- **Data for this exercise**
*** Block opens ***
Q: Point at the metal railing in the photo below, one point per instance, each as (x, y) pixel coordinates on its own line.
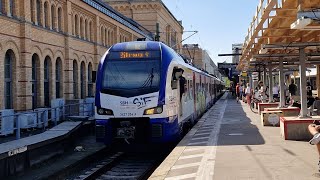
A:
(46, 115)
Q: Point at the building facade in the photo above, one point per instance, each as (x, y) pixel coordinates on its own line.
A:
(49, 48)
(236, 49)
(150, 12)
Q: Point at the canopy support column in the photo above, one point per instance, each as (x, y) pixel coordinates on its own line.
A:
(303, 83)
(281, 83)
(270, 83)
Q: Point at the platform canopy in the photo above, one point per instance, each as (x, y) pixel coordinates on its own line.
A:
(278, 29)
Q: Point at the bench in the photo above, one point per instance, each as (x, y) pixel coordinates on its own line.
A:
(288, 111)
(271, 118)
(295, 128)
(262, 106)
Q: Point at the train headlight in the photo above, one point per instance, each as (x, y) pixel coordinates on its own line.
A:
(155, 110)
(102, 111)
*** Block closes ***
*** Block opens ***
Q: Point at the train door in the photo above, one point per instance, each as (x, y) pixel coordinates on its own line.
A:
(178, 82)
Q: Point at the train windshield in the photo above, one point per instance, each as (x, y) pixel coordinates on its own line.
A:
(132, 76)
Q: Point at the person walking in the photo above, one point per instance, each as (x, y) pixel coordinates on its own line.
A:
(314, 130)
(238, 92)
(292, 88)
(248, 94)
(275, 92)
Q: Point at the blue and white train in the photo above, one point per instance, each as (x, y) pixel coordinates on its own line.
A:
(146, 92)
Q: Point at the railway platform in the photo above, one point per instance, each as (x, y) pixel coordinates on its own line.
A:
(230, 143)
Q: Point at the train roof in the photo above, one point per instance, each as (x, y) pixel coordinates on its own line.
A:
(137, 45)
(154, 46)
*** Block closes ***
*** Block opens ***
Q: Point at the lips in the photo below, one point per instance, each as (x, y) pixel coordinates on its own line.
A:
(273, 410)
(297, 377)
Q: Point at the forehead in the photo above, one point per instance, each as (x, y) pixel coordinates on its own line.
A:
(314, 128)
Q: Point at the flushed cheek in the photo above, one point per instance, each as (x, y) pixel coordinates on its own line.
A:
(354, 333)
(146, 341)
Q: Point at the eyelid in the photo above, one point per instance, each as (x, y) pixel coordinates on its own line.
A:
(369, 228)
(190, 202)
*** Block closes ***
If a line in the material contains the word "platform", copy that line.

Q: Point at the platform canopy in the photo above, one point per instance, each as (x, y) pixel coordinates on its own line.
Q: Point at the railway platform in the photo above, one point per instance, each as (x, y) pixel coordinates on its own line.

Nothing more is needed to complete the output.